*Work instructions*.
Edit the records below so that every occurrence of "smoke source" becomes "smoke origin", and leave all other text unchanged.
>> Start Data lines
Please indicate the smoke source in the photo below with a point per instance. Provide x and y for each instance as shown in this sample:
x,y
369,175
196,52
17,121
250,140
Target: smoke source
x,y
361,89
>> End Data lines
*Written response*.
Please indicate the smoke origin in the photo below with a point per instance. Provide x and y for each instance as shown in this sample:
x,y
369,175
196,52
17,121
250,140
Target: smoke origin
x,y
361,89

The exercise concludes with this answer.